━━━━━ Given information

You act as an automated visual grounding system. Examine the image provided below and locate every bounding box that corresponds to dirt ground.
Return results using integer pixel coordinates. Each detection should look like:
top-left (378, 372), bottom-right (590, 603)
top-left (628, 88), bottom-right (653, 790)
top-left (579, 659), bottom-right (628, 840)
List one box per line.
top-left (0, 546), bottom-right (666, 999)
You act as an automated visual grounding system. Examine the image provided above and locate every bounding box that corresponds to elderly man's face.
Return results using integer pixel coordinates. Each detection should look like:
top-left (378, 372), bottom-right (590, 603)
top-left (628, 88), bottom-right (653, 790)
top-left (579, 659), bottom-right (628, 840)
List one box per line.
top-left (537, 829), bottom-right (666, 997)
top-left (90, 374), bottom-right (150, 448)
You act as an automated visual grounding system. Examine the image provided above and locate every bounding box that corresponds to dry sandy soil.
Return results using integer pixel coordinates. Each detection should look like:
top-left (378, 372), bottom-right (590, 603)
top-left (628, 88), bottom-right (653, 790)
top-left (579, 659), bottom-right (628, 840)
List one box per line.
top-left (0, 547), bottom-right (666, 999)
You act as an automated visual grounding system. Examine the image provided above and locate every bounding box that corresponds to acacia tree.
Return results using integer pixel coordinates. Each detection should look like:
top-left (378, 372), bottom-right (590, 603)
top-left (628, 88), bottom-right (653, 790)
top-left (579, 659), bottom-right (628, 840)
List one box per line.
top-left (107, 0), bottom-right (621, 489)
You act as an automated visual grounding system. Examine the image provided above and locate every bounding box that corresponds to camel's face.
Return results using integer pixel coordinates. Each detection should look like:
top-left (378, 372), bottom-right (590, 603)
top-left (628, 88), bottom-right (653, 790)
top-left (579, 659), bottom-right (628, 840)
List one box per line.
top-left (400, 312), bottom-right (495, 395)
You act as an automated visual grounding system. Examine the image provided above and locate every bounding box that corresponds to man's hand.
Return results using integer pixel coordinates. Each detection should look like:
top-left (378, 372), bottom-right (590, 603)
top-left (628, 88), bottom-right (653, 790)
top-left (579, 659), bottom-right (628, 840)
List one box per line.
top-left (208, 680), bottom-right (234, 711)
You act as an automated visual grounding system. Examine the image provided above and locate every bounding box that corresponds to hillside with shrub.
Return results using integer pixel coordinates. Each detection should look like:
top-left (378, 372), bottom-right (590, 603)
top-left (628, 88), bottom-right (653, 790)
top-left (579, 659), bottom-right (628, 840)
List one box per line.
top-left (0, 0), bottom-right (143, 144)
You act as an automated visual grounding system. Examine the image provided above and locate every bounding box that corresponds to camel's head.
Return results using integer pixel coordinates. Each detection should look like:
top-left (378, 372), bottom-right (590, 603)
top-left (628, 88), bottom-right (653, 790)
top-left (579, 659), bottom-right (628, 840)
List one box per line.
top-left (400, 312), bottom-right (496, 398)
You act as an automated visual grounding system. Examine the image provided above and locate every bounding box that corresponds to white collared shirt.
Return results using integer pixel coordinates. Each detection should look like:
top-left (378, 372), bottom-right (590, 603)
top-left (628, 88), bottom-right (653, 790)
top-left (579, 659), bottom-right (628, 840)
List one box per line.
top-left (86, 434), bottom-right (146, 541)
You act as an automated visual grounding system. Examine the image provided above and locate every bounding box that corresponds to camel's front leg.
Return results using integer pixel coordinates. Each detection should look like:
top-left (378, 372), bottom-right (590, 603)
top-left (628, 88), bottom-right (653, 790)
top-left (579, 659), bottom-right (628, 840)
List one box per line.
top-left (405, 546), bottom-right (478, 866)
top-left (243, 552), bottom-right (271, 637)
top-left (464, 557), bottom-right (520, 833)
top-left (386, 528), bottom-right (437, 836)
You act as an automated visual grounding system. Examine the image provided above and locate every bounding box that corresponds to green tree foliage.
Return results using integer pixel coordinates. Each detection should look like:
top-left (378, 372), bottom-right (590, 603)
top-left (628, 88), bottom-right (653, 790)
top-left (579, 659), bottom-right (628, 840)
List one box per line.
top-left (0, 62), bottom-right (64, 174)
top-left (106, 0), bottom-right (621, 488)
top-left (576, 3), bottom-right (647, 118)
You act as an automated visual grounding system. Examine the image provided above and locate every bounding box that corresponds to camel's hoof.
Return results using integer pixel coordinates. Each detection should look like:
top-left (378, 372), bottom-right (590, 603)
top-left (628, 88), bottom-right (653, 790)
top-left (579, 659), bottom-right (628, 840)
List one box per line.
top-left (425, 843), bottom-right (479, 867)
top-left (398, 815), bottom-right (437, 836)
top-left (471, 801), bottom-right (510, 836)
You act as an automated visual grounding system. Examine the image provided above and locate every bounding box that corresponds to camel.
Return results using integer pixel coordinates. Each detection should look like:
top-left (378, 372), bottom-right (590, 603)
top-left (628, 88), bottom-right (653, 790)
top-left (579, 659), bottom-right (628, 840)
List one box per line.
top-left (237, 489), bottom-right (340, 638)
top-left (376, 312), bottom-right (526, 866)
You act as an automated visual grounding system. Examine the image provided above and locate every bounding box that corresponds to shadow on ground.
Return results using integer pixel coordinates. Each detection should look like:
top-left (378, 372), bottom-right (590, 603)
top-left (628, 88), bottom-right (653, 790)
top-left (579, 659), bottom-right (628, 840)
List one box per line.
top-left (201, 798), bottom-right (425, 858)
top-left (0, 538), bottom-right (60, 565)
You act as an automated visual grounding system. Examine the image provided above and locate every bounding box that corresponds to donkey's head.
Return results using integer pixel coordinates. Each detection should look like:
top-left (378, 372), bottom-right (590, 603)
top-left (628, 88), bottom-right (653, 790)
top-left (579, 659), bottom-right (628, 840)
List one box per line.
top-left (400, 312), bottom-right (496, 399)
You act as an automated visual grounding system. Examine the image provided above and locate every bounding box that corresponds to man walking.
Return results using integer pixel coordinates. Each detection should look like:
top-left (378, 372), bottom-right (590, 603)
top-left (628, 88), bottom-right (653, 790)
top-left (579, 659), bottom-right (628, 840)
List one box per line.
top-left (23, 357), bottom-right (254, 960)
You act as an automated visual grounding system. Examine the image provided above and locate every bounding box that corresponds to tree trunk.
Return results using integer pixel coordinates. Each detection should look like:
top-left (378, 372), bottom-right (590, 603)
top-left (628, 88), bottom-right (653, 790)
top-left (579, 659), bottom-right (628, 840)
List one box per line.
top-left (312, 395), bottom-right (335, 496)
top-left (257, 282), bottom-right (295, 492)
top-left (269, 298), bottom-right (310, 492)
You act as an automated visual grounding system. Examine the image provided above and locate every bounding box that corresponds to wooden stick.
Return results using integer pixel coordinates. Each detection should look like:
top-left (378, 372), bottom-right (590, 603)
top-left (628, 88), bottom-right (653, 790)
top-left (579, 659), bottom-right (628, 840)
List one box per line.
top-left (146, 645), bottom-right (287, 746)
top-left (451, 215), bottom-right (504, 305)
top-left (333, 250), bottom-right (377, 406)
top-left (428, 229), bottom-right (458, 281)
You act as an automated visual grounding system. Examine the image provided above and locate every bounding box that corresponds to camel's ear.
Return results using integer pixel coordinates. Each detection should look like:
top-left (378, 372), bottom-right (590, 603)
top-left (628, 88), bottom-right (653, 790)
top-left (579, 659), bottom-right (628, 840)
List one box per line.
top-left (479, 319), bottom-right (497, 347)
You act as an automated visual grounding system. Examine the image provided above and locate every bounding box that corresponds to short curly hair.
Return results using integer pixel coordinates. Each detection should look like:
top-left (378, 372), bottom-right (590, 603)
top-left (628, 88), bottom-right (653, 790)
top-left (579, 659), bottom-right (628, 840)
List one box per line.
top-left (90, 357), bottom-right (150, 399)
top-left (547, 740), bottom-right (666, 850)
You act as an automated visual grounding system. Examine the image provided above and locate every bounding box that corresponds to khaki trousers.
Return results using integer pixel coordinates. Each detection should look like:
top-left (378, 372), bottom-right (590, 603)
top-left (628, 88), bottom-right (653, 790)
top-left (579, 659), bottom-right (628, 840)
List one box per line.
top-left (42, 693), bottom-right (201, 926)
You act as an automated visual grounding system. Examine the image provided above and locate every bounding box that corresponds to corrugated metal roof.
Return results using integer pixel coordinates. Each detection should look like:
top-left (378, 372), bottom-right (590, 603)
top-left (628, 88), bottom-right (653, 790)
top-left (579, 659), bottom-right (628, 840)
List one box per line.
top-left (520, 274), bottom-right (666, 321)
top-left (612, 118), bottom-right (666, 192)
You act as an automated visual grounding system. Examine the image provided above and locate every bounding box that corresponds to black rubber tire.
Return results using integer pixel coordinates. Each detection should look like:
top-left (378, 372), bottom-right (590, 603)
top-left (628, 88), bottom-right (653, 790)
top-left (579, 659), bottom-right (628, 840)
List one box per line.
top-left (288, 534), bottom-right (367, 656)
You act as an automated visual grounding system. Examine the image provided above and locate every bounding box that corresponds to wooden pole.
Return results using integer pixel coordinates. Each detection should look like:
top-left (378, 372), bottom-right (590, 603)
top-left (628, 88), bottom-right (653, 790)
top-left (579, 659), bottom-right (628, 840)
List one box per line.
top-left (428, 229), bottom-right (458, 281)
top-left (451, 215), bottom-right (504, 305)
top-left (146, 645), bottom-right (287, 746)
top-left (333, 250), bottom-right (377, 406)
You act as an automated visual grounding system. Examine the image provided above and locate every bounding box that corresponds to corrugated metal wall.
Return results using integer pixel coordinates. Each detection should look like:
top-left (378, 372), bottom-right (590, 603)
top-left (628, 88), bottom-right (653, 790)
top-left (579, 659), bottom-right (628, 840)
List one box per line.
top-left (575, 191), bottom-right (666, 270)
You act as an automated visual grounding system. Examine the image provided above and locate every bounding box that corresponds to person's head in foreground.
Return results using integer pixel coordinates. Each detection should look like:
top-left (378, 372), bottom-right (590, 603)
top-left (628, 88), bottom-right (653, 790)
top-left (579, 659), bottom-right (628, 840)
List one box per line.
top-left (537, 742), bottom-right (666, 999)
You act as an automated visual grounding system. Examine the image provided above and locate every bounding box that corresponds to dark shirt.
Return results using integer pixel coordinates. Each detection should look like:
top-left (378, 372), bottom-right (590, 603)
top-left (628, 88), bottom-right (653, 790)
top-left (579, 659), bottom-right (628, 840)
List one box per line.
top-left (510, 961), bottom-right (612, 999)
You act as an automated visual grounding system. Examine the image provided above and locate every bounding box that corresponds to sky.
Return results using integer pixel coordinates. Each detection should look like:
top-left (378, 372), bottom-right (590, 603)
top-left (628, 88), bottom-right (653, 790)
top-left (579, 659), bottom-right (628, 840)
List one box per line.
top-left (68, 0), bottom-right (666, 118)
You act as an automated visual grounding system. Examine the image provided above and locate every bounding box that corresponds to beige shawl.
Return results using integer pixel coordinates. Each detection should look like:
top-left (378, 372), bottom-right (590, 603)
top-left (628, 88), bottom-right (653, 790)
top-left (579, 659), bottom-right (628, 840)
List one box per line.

━━━━━━━━━━

- Exercise -
Quote word for word the lines of the listing above, starting at the line that contains "hillside with shrub." and ending at the line that contains "top-left (400, 312), bottom-right (496, 398)", with both of those lines included.

- Finished task -
You act as an automated visual grounding system. Examine the image provided above and locate every bounding box that corresponds to hillside with shrub.
Return results using integer pixel coordinates. Each detection should look like:
top-left (378, 372), bottom-right (590, 603)
top-left (628, 88), bottom-right (653, 790)
top-left (579, 659), bottom-right (628, 840)
List one box per line.
top-left (0, 0), bottom-right (143, 144)
You act as an automated visual grounding system. Examine the image provided above and locate every bounding box that corresponds to camel's head.
Return results using integer pixel coordinates. Each detection should look like:
top-left (378, 372), bottom-right (590, 603)
top-left (628, 88), bottom-right (653, 790)
top-left (579, 659), bottom-right (628, 840)
List one box per line.
top-left (400, 312), bottom-right (496, 398)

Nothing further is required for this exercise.